>> Start DATA SHOWN
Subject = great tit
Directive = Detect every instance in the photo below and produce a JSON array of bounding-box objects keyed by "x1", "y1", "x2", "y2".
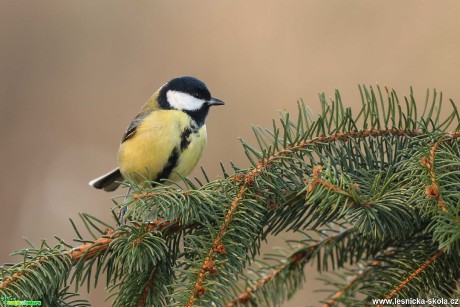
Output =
[{"x1": 89, "y1": 77, "x2": 224, "y2": 191}]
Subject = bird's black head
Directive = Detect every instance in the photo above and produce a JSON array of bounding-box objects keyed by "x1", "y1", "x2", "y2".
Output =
[{"x1": 158, "y1": 77, "x2": 224, "y2": 126}]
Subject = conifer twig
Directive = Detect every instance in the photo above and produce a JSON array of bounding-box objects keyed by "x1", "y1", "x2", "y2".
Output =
[
  {"x1": 377, "y1": 249, "x2": 444, "y2": 307},
  {"x1": 0, "y1": 219, "x2": 179, "y2": 290},
  {"x1": 186, "y1": 128, "x2": 422, "y2": 307}
]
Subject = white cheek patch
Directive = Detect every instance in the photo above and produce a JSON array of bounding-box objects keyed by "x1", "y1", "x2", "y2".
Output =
[{"x1": 166, "y1": 90, "x2": 206, "y2": 111}]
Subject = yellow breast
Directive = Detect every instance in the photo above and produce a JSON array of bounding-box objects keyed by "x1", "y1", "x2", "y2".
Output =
[{"x1": 118, "y1": 110, "x2": 207, "y2": 188}]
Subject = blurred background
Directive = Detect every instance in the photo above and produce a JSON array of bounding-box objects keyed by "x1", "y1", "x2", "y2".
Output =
[{"x1": 0, "y1": 0, "x2": 460, "y2": 306}]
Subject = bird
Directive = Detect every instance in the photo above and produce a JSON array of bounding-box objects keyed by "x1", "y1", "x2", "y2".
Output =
[{"x1": 89, "y1": 76, "x2": 224, "y2": 193}]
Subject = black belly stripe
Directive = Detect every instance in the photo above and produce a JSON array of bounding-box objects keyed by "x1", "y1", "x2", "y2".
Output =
[
  {"x1": 155, "y1": 126, "x2": 198, "y2": 181},
  {"x1": 154, "y1": 147, "x2": 179, "y2": 181}
]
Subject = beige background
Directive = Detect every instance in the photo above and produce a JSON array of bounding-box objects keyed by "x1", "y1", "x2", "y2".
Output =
[{"x1": 0, "y1": 0, "x2": 460, "y2": 306}]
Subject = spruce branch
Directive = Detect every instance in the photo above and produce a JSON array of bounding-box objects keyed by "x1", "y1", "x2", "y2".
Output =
[{"x1": 377, "y1": 249, "x2": 444, "y2": 307}]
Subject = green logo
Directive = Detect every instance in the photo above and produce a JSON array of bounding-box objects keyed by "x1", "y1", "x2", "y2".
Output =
[{"x1": 0, "y1": 296, "x2": 42, "y2": 306}]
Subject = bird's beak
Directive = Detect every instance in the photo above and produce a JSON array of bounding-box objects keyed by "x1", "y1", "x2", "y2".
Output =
[{"x1": 207, "y1": 98, "x2": 225, "y2": 106}]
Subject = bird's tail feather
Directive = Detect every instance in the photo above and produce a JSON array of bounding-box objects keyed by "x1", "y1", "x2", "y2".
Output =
[{"x1": 89, "y1": 167, "x2": 123, "y2": 192}]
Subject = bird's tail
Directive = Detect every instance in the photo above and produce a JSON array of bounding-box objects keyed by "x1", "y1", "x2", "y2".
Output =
[{"x1": 89, "y1": 167, "x2": 123, "y2": 192}]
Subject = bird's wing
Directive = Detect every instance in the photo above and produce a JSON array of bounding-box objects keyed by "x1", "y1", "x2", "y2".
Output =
[{"x1": 121, "y1": 112, "x2": 151, "y2": 143}]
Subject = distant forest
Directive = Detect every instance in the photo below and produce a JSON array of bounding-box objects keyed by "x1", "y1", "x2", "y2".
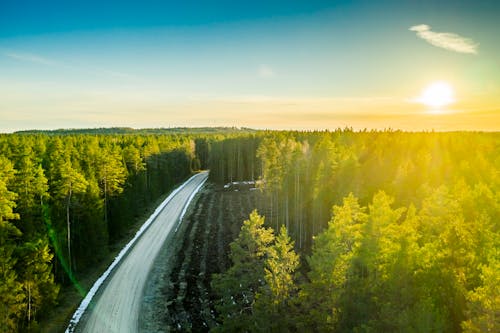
>> End DATA SHOWN
TASK DIRECTIONS ->
Copy the lines from the one holding "Subject = distant forest" through the end of the records, leaving out the picture, and swap "distant forest" for "far-off woods" with everything else kept the same.

TASK RESPONSE ->
Subject = far-off woods
Directive = Detect every instance in the photo below and produce a JSON array of bounding-box objects keyed by "x1", "y1", "x2", "y2".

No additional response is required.